* _Description of the task_:
Return the part of the chaos engineering text that starts at "Network failures: packet" and ends at "during rolling deployments.", copying it word for word.
----- Text passage -----
Chaos Engineering: Low-Level Design

Chaos engineering is the discipline of intentionally injecting failures into production systems to discover weaknesses before they cause outages. The premise: distributed systems fail in unexpected ways, and the only way to know how a system behaves under failure is to test it. A well-designed chaos engineering practice transforms unknown unknowns (failures you don’t know can happen) into known knowns (failure modes you understand and have mitigated).

The Chaos Engineering Hypothesis

Every chaos experiment starts with a hypothesis: “We believe that the payment service will continue to process orders even if the inventory service is unavailable, because we have implemented a circuit breaker and graceful degradation.” The experiment either validates the hypothesis (the system behaved as expected) or falsifies it (a new weakness is discovered). Chaos engineering is not random destruction — it is controlled scientific experimentation.

Experiment Design

Define Steady State

Before introducing chaos, define what “normal” looks like: p99 latency < 200ms, error rate 99.5%. These are the metrics you will monitor during the experiment. If the experiment causes steady state to deviate beyond acceptable bounds, the abort condition triggers and chaos injection stops. Steady state metrics come from your monitoring system — if you don’t have reliable metrics, run chaos engineering last (fix observability first).

Failure Injection Methods

Network failures: packet loss, latency injection, network partition between specific services. Tools: tc (Linux traffic control), Toxiproxy (proxy that adds configurable network conditions), AWS Fault Injection Simulator.

Process failures: kill a process, crash a container, trigger OOM. Kubernetes: delete pods randomly (Chaos Monkey, Chaos Mesh). Simulate: unavailable service instances during rolling deployments.

Resource exhaustion: CPU spike (CPU-burn), memory pressure (memory-hog), disk full, file descriptor exhaustion. Identifies services that fail ungracefully under resource pressure.

Dependency failures: inject errors into database calls (500ms latency, 50% error rate), make a third-party API return 503. Validates that circuit breakers and fallbacks work as designed.
----- Data shown -----
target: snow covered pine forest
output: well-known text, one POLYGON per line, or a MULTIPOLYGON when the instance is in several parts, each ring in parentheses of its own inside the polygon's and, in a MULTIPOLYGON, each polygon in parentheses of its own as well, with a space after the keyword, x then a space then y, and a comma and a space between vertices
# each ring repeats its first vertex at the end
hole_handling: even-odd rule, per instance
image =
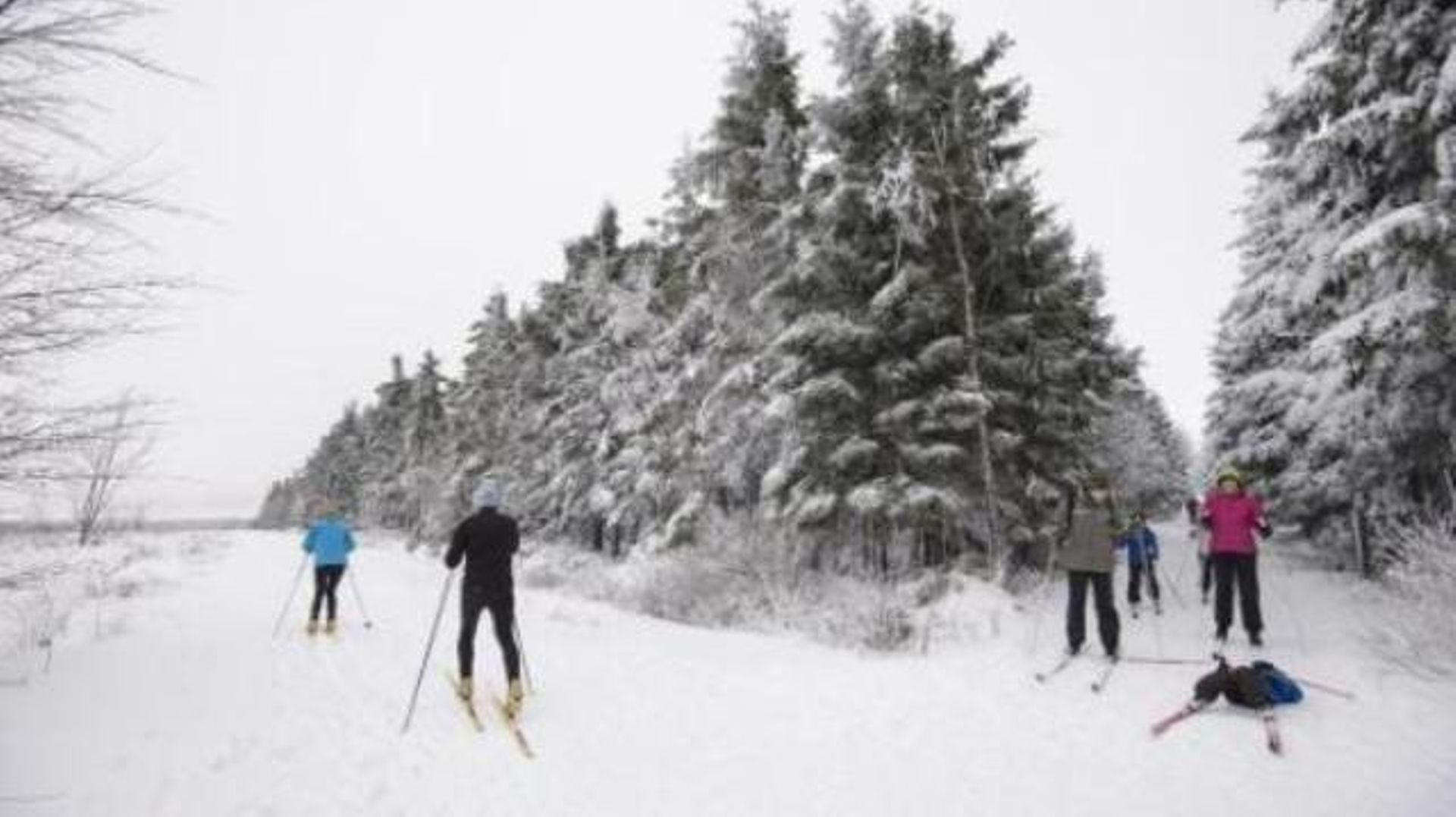
MULTIPOLYGON (((459 371, 396 357, 256 529, 0 533, 0 814, 1456 811, 1456 4, 1319 4, 1245 137, 1201 450, 1038 194, 1009 38, 849 0, 811 93, 789 15, 750 4, 645 234, 606 204, 529 303, 482 293, 459 371), (1214 641, 1184 513, 1229 469, 1273 526, 1262 647, 1214 641), (523 533, 529 751, 448 687, 440 556, 486 479, 523 533), (1121 660, 1089 610, 1064 663, 1057 556, 1104 479, 1153 520, 1160 609, 1120 562, 1121 660), (320 513, 360 546, 312 635, 320 513), (1153 735, 1214 650, 1303 699, 1153 735)), ((0 33, 57 7, 0 4, 0 33)), ((12 307, 54 208, 0 201, 0 360, 31 366, 12 307)), ((95 430, 10 431, 63 414, 6 403, 0 479, 68 478, 47 457, 95 430)))

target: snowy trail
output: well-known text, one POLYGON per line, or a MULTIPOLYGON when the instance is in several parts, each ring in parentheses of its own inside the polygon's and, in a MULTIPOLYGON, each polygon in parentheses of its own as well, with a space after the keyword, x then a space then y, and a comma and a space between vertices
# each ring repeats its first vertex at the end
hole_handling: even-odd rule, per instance
MULTIPOLYGON (((1191 548, 1166 530, 1166 615, 1124 615, 1125 650, 1208 645, 1191 548)), ((116 601, 114 635, 67 636, 50 676, 0 689, 0 814, 1449 814, 1456 687, 1388 676, 1351 642, 1366 610, 1335 580, 1270 559, 1268 655, 1354 687, 1281 714, 1270 757, 1248 715, 1211 711, 1150 740, 1203 667, 1096 661, 1045 684, 1063 596, 999 639, 927 657, 856 655, 708 632, 523 591, 537 682, 523 759, 448 698, 456 603, 419 711, 399 734, 443 568, 390 548, 354 565, 374 629, 341 594, 338 639, 301 635, 291 534, 215 534, 179 581, 116 601), (1037 616, 1037 648, 1031 650, 1037 616), (1297 622, 1297 623, 1296 623, 1297 622), (58 795, 19 802, 13 798, 58 795), (1293 810, 1293 811, 1291 811, 1293 810)), ((1120 603, 1124 575, 1118 575, 1120 603)), ((480 677, 501 689, 482 632, 480 677)))

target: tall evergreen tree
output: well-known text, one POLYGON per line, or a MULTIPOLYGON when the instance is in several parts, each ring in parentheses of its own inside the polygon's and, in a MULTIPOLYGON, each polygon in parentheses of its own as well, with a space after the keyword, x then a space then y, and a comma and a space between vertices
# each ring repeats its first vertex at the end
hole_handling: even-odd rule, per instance
POLYGON ((1372 505, 1456 488, 1456 7, 1328 6, 1248 135, 1265 156, 1210 438, 1341 542, 1372 505))

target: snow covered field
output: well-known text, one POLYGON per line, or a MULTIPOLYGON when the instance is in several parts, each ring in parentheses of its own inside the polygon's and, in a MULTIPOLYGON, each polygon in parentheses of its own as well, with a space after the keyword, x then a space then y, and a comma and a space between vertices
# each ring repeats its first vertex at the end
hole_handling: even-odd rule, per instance
MULTIPOLYGON (((1160 619, 1124 615, 1125 651, 1198 655, 1208 628, 1194 562, 1176 532, 1165 540, 1188 606, 1169 594, 1160 619)), ((1125 664, 1099 696, 1095 660, 1034 683, 1061 645, 1059 587, 1042 609, 1008 615, 999 638, 932 642, 926 655, 523 591, 537 686, 527 760, 494 721, 472 733, 448 698, 454 603, 415 724, 399 733, 444 577, 432 561, 364 548, 354 571, 374 628, 342 588, 341 635, 309 641, 300 593, 271 641, 294 534, 146 545, 125 569, 149 581, 99 607, 71 600, 50 673, 0 657, 0 677, 29 676, 0 684, 0 814, 1456 813, 1456 686, 1383 670, 1356 638, 1372 609, 1338 577, 1275 559, 1264 565, 1267 654, 1358 693, 1310 692, 1286 709, 1284 757, 1265 751, 1255 719, 1223 708, 1149 737, 1203 667, 1125 664)), ((0 601, 19 593, 0 587, 0 601)), ((499 689, 486 631, 479 661, 499 689)))

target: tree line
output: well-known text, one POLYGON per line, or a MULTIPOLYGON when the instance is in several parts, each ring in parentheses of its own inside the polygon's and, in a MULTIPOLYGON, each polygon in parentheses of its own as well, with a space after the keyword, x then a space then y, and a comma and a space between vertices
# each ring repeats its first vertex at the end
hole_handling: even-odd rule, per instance
POLYGON ((767 520, 811 568, 1008 575, 1091 472, 1176 504, 1187 441, 1038 195, 1010 41, 965 52, 922 7, 831 23, 836 84, 805 99, 788 13, 751 4, 649 234, 607 204, 533 303, 488 299, 459 376, 395 358, 261 521, 430 539, 489 473, 529 534, 614 555, 767 520))

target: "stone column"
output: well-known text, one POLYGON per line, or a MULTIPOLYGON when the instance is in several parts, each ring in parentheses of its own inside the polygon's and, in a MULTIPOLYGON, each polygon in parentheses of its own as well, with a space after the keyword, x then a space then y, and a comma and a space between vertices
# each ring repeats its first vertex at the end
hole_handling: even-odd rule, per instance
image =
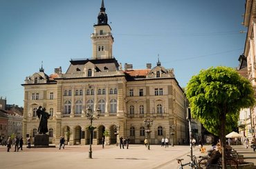
POLYGON ((71 112, 70 117, 73 117, 75 115, 75 88, 74 86, 72 86, 71 90, 71 112))

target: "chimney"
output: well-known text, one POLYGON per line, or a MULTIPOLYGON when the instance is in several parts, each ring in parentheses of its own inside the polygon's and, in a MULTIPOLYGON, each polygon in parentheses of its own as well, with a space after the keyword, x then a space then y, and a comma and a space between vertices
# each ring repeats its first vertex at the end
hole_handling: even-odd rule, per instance
POLYGON ((147 68, 151 69, 152 64, 151 63, 147 63, 147 68))
POLYGON ((125 70, 132 70, 132 64, 127 64, 127 63, 125 63, 125 70))

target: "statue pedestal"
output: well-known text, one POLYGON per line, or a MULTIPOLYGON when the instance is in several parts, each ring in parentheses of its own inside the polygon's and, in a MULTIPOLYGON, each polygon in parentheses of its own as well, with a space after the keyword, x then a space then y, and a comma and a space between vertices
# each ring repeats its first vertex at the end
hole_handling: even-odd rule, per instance
POLYGON ((35 147, 48 147, 49 135, 38 134, 35 136, 35 147))

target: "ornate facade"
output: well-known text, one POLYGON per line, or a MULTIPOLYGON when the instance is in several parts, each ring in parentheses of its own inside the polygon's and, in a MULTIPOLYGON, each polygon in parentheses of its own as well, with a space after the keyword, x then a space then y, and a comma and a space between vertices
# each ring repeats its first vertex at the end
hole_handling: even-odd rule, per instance
POLYGON ((159 143, 163 137, 182 143, 188 130, 185 98, 173 69, 165 69, 159 61, 154 68, 147 63, 145 69, 136 70, 125 63, 122 68, 112 55, 113 38, 103 1, 93 28, 91 59, 71 59, 65 73, 60 67, 48 76, 41 68, 26 78, 23 137, 37 133, 35 111, 42 106, 51 115, 50 141, 57 144, 62 135, 71 144, 89 144, 86 113, 91 108, 101 112, 93 121, 94 144, 101 143, 104 131, 109 133, 109 143, 116 143, 120 136, 141 143, 147 135, 147 118, 154 121, 151 143, 159 143))
MULTIPOLYGON (((244 54, 239 57, 239 72, 248 78, 256 90, 256 57, 255 57, 255 30, 256 30, 256 1, 246 0, 243 24, 248 27, 244 54)), ((256 97, 256 96, 255 96, 256 97)), ((243 109, 240 111, 238 122, 239 132, 250 140, 255 135, 256 107, 243 109)), ((242 139, 244 140, 244 139, 242 139)))

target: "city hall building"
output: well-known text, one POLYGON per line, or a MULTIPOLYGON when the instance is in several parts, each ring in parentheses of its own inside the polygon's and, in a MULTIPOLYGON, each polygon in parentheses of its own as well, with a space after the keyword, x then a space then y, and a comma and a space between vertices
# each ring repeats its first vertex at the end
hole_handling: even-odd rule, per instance
POLYGON ((142 143, 147 119, 153 120, 150 143, 159 143, 163 137, 171 143, 182 143, 188 130, 186 99, 174 70, 165 68, 159 60, 145 69, 127 63, 122 68, 113 57, 113 37, 103 1, 93 29, 92 58, 71 59, 66 72, 60 67, 47 75, 42 67, 26 78, 23 137, 33 140, 37 134, 36 110, 41 106, 51 114, 47 134, 53 143, 58 144, 61 136, 71 145, 89 143, 88 108, 100 113, 93 121, 93 144, 100 144, 103 137, 107 143, 116 143, 121 136, 142 143))

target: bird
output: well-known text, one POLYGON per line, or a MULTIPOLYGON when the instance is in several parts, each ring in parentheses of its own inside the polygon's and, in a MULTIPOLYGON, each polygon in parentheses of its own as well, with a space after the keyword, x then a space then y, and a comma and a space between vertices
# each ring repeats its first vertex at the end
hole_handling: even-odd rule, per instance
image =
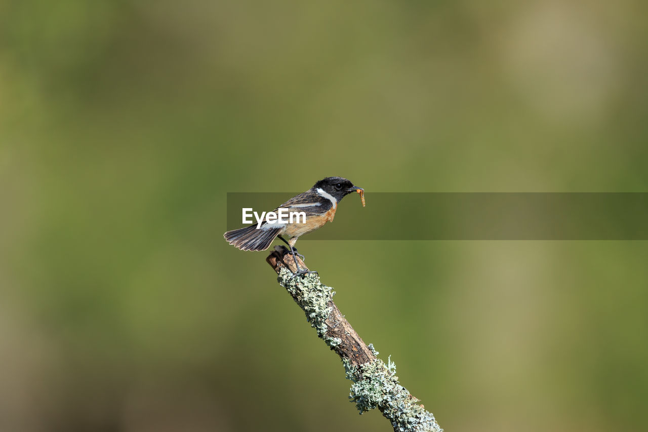
POLYGON ((303 259, 303 256, 297 253, 295 243, 301 236, 312 232, 333 221, 338 204, 349 193, 360 194, 364 205, 364 189, 355 186, 351 180, 343 177, 327 177, 303 193, 295 195, 275 210, 288 212, 303 212, 305 221, 298 217, 287 223, 270 223, 267 219, 262 224, 228 231, 223 236, 230 245, 241 250, 265 250, 277 237, 288 245, 295 260, 298 274, 312 273, 299 268, 295 254, 303 259), (303 222, 299 223, 301 221, 303 222), (288 240, 284 236, 288 237, 288 240))

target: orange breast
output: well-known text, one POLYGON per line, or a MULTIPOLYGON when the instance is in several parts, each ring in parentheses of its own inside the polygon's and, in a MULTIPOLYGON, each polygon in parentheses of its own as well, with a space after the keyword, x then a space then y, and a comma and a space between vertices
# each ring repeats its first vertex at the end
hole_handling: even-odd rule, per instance
POLYGON ((290 237, 299 237, 311 231, 317 230, 327 222, 330 222, 335 217, 336 208, 333 207, 323 215, 308 216, 305 224, 292 224, 286 225, 284 232, 290 237))

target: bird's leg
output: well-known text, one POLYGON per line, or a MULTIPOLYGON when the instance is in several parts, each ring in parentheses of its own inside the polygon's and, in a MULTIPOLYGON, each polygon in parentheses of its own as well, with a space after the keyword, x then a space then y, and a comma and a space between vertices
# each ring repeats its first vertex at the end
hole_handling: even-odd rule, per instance
POLYGON ((295 260, 295 266, 297 267, 297 272, 293 274, 292 276, 290 278, 290 279, 289 279, 288 280, 292 280, 292 278, 294 278, 297 274, 310 274, 310 273, 315 273, 316 274, 319 274, 319 273, 318 273, 316 271, 307 270, 306 269, 301 269, 301 267, 299 267, 299 263, 297 262, 297 257, 295 256, 295 255, 298 256, 300 258, 301 258, 302 260, 304 259, 304 256, 297 254, 297 248, 295 248, 294 246, 293 246, 288 242, 286 241, 286 239, 284 238, 283 238, 281 235, 277 235, 277 237, 279 237, 279 239, 281 239, 282 241, 283 241, 284 243, 290 246, 290 254, 292 255, 292 259, 295 260))

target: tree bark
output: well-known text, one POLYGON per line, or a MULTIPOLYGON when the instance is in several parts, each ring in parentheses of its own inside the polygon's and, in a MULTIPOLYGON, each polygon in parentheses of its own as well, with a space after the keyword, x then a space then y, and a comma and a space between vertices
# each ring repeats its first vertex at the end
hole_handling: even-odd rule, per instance
MULTIPOLYGON (((321 283, 319 275, 295 274, 295 260, 284 246, 275 246, 266 261, 318 335, 340 355, 347 378, 353 382, 349 398, 360 414, 378 408, 396 432, 443 432, 432 413, 400 385, 391 359, 387 364, 378 359, 373 346, 365 344, 353 330, 333 302, 334 291, 321 283)), ((301 269, 308 270, 299 257, 297 261, 301 269)))

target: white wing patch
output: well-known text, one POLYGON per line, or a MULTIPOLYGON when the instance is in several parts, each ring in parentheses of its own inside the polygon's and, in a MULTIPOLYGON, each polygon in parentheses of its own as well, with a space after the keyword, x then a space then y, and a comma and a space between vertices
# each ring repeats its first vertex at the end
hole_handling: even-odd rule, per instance
POLYGON ((338 200, 335 199, 335 197, 330 195, 328 192, 325 191, 324 189, 322 189, 321 187, 318 188, 318 193, 319 193, 320 196, 323 197, 324 198, 326 198, 329 201, 330 201, 331 204, 333 204, 333 208, 335 208, 338 206, 338 200))
POLYGON ((283 207, 282 208, 302 208, 304 207, 313 207, 314 206, 321 206, 321 202, 307 202, 306 204, 290 204, 290 207, 283 207))

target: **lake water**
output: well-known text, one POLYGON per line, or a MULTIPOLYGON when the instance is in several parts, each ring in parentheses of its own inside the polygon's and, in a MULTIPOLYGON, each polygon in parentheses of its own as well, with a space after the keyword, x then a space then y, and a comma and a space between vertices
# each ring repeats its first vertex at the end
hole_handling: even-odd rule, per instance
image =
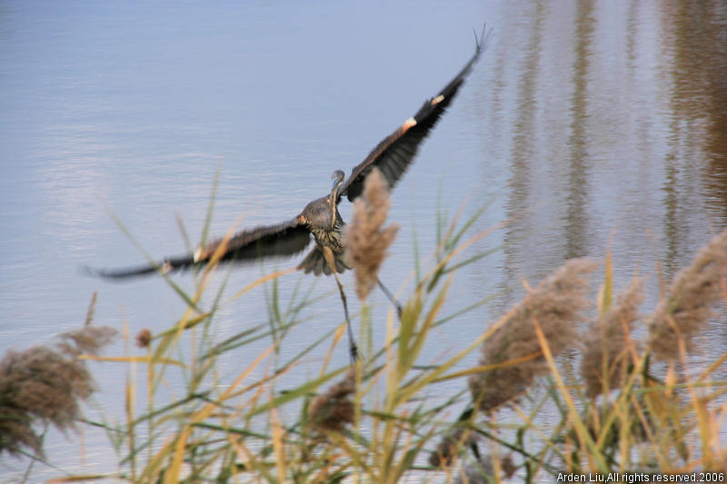
MULTIPOLYGON (((196 242, 219 170, 213 233, 238 218, 290 219, 444 85, 483 22, 493 29, 487 52, 393 193, 402 229, 382 279, 405 282, 414 238, 423 257, 433 251, 438 211, 489 203, 473 234, 515 219, 477 245, 503 249, 457 274, 444 312, 497 297, 439 334, 438 353, 517 301, 523 279, 609 247, 617 287, 648 276, 651 311, 657 262, 671 277, 727 226, 722 2, 11 2, 0 6, 0 351, 78 327, 95 291, 97 323, 169 327, 184 306, 160 278, 78 273, 144 261, 109 212, 150 254, 184 253, 175 217, 196 242)), ((229 291, 260 273, 234 271, 229 291)), ((190 275, 175 280, 192 287, 190 275)), ((305 282, 314 295, 334 289, 305 282)), ((353 289, 350 275, 344 282, 353 289)), ((220 336, 264 322, 263 294, 228 307, 220 336)), ((380 344, 387 304, 380 292, 373 302, 380 344)), ((341 312, 331 294, 284 351, 341 312)), ((727 330, 709 335, 704 352, 722 353, 727 330)), ((120 418, 125 369, 93 368, 98 405, 120 418)), ((83 441, 51 432, 59 469, 36 465, 31 481, 115 469, 103 434, 83 441)), ((5 459, 0 475, 16 480, 25 465, 5 459)))

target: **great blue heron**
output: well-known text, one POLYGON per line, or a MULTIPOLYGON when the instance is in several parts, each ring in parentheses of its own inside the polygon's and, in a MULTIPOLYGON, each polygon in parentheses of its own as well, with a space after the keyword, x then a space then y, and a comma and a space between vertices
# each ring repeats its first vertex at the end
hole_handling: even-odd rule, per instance
MULTIPOLYGON (((304 273, 313 272, 316 276, 322 273, 326 275, 333 273, 335 276, 336 272, 351 269, 344 258, 345 223, 338 212, 341 198, 345 196, 353 202, 361 195, 364 181, 374 167, 383 174, 390 189, 396 184, 413 160, 422 140, 439 121, 479 58, 486 44, 486 35, 483 34, 484 28, 479 39, 475 35, 474 54, 442 91, 425 101, 413 117, 404 121, 393 133, 382 140, 363 162, 354 167, 348 178, 345 178, 344 173, 341 170, 334 172, 332 177, 334 186, 331 193, 309 202, 294 219, 277 225, 244 230, 228 239, 220 239, 201 247, 194 253, 166 258, 159 263, 119 270, 88 269, 87 272, 102 278, 116 280, 157 272, 166 273, 207 263, 215 255, 221 244, 224 245, 220 249, 221 253, 216 254, 221 262, 251 261, 275 255, 294 255, 308 246, 311 234, 315 241, 315 247, 305 256, 297 269, 304 273)), ((357 349, 348 318, 345 294, 338 278, 335 279, 344 302, 351 357, 355 359, 357 349)), ((379 285, 393 300, 391 293, 385 290, 381 282, 379 285)), ((400 309, 399 311, 401 312, 400 309)))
-----
* _Task response_:
Network failures: packet loss, latency injection, network partition between specific services. Tools: tc (Linux traffic control), Toxiproxy (proxy that adds configurable network conditions), AWS Fault Injection Simulator.

Process failures: kill a process, crash a container, trigger OOM. Kubernetes: delete pods randomly (Chaos Monkey, Chaos Mesh). Simulate: unavailable service instances during rolling deployments.